**RECORDS SUPPLIED:**
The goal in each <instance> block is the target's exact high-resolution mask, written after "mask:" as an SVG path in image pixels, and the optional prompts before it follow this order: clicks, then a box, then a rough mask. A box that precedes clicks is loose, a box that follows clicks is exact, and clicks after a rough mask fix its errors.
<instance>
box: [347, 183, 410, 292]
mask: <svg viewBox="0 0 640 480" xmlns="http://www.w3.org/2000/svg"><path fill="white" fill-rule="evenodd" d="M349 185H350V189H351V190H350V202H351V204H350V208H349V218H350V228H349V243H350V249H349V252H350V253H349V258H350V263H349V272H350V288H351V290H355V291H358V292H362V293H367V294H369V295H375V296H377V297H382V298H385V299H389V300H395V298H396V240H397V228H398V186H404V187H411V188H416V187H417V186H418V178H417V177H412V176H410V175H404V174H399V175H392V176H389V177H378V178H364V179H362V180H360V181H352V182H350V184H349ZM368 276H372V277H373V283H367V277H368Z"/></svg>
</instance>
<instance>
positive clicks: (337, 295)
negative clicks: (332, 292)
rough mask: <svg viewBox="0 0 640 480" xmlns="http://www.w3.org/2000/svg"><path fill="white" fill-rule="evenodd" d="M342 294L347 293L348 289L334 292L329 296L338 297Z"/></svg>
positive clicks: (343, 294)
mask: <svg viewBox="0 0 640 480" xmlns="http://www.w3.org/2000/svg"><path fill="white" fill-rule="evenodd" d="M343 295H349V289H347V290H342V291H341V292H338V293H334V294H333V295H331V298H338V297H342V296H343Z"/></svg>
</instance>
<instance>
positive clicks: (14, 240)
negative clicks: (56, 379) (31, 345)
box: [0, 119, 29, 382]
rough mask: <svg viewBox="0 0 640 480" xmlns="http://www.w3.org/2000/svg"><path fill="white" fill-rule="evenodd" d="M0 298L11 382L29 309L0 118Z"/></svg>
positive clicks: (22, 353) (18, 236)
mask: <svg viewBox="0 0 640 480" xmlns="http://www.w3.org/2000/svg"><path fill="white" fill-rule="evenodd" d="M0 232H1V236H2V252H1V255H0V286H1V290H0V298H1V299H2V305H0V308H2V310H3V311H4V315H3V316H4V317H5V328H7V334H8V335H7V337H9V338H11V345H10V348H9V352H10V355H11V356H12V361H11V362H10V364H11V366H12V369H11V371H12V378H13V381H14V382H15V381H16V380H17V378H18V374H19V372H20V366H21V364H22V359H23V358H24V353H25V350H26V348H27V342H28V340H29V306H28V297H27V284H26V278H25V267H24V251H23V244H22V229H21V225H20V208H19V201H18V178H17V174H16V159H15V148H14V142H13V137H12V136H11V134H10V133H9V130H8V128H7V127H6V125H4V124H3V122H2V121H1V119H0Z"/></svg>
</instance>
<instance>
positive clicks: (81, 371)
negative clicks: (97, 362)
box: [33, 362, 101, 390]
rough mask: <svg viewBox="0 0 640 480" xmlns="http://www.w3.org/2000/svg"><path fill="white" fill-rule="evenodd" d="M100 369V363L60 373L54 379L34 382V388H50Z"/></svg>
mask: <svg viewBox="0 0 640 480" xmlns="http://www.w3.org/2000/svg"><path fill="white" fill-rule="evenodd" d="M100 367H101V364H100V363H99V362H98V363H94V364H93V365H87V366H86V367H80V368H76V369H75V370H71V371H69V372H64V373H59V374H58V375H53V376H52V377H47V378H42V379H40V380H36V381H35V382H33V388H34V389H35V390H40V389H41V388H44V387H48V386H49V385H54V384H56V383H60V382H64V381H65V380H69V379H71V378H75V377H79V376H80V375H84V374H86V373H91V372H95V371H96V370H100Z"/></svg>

**WHAT YOU WILL DO:** Please repeat the entries from their start through the line containing "box: [0, 119, 29, 382]", changing "negative clicks" to "negative points" and leaving everything else the same.

**OUTPUT OF THE TASK:**
The goal in each <instance> block is the target's exact high-resolution mask, written after "mask:" as an SVG path in image pixels, and the optional prompts before it follow this order: clicks, then a box, then a rough mask. A box that precedes clicks is loose, a box that follows clicks is exact, and clicks after a rough mask fix its errors.
<instance>
box: [347, 183, 410, 292]
mask: <svg viewBox="0 0 640 480" xmlns="http://www.w3.org/2000/svg"><path fill="white" fill-rule="evenodd" d="M349 185H350V189H351V190H350V202H351V204H350V208H349V218H350V228H349V243H350V249H349V252H350V253H349V258H350V263H349V272H350V288H351V290H355V291H358V292H362V293H367V294H369V295H375V296H377V297H382V298H385V299H389V300H395V298H396V240H397V228H398V186H404V187H411V188H416V187H417V186H418V178H417V177H412V176H410V175H404V174H399V175H392V176H389V177H378V178H364V179H362V180H360V181H352V182H350V184H349ZM368 276H372V277H373V283H367V277H368Z"/></svg>
</instance>
<instance>
positive clicks: (337, 295)
negative points: (332, 292)
rough mask: <svg viewBox="0 0 640 480" xmlns="http://www.w3.org/2000/svg"><path fill="white" fill-rule="evenodd" d="M342 294L347 293L348 289L334 292L329 296L338 297Z"/></svg>
positive clicks: (343, 294)
mask: <svg viewBox="0 0 640 480" xmlns="http://www.w3.org/2000/svg"><path fill="white" fill-rule="evenodd" d="M343 295H349V289H347V290H342V291H341V292H338V293H334V294H333V295H331V298H338V297H342V296H343Z"/></svg>
</instance>
<instance>
positive clicks: (14, 240)
negative points: (56, 379) (31, 345)
box: [0, 119, 29, 382]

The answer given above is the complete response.